- Work instructions: Retype everything in the listing, leaving each line exactly as it is.

----- Excerpted data -----

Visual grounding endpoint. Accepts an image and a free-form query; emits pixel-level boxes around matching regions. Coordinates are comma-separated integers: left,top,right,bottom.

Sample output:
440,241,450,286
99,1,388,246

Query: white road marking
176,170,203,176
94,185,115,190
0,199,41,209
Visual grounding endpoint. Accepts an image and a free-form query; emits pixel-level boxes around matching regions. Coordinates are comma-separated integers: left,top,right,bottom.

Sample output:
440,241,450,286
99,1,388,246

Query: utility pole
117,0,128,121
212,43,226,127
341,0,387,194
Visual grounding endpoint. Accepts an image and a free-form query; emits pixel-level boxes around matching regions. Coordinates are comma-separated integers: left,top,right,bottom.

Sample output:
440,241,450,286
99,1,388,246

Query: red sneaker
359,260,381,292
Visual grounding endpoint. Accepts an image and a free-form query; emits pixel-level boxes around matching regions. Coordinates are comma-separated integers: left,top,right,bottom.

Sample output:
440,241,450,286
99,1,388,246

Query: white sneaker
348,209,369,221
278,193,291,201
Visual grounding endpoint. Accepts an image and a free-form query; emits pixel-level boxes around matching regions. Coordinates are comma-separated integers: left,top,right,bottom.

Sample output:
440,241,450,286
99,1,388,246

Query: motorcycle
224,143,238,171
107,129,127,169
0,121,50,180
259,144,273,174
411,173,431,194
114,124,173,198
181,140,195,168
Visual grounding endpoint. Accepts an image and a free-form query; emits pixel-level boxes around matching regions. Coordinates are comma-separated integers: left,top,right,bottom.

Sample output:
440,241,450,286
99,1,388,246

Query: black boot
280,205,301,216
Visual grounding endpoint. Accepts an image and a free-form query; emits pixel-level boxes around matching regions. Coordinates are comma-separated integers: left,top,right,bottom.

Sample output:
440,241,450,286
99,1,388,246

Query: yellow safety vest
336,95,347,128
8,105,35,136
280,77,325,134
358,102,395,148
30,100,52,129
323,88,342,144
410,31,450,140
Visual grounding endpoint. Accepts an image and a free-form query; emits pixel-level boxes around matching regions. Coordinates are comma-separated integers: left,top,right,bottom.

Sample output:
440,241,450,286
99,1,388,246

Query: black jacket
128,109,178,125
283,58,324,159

-----

- Correct response:
Visual grounding endpoint. Accepts an image and a free-form query; emits pixel-level boxes around matching regions. Coordinates are comma-separated integers: left,top,right,bottom.

Sample output:
440,241,450,286
99,1,388,246

Query: white road marking
176,170,203,176
94,185,115,190
0,199,41,209
Visual grounding endpoint. Accepts an image and a free-form query; emits pixel-level boxes around matching regions. Coordinates are comma-separated integers: left,top,right,bottom.

Sample output:
440,241,450,286
99,1,388,246

Query: utility pole
117,0,128,121
212,43,226,127
341,0,387,194
Visual grounding endpoint. Accepts an image and a free-form query; emits pixel-level boxes around matching regions. Coordinates are comma-separated integers: left,top,right,bottom.

Sample output:
440,241,450,286
99,1,388,246

Query: red sneaker
359,260,381,292
Visual grounding endpoint. Accepts an image and a free-form query; emits pixel-level boxes around matching regions. Coordinates are comma-separated integers: left,top,right,bottom.

Sample output:
440,241,450,286
99,1,388,246

Query: white sneaker
348,209,369,221
278,193,291,201
Visual grounding endpoint. Accepts an image and a free-form query; emits pixel-level boxes around matching regions. Coordinates are comma-separated integers: left,top,right,bottom.

Sample output:
440,241,450,286
99,1,388,246

Query: motorcycle
224,143,238,171
107,129,127,169
0,121,50,180
259,144,273,174
411,173,431,194
114,124,173,198
181,140,195,168
Visual grounding endpoint. Accepts an image and a free-form query; emits pixel-level boxes around matching regions. Coordinates are comma-separated integers: left,top,right,bottom.

Sample output:
440,241,450,286
99,1,388,246

Query: black boot
280,205,301,216
Visual grounding endpoint. Accepts an image and a free-form query; emits pixel-level boxes around matching regions. Coordinates are comma-separated integers: left,top,right,bottom.

Sample output:
440,241,450,286
99,1,388,246

Query: yellow safety vest
336,95,347,128
8,105,35,136
280,77,325,134
358,102,395,148
30,100,52,129
323,88,342,144
410,31,450,140
Visual grounding endpoint. Accepts an image and a free-form query; emits pixel-level boxes around matching regions. Coordinates are comma-separated integers: left,top,right,bottom.

Sample output:
440,241,450,286
99,1,388,246

Query: black jacket
128,109,178,125
283,58,324,159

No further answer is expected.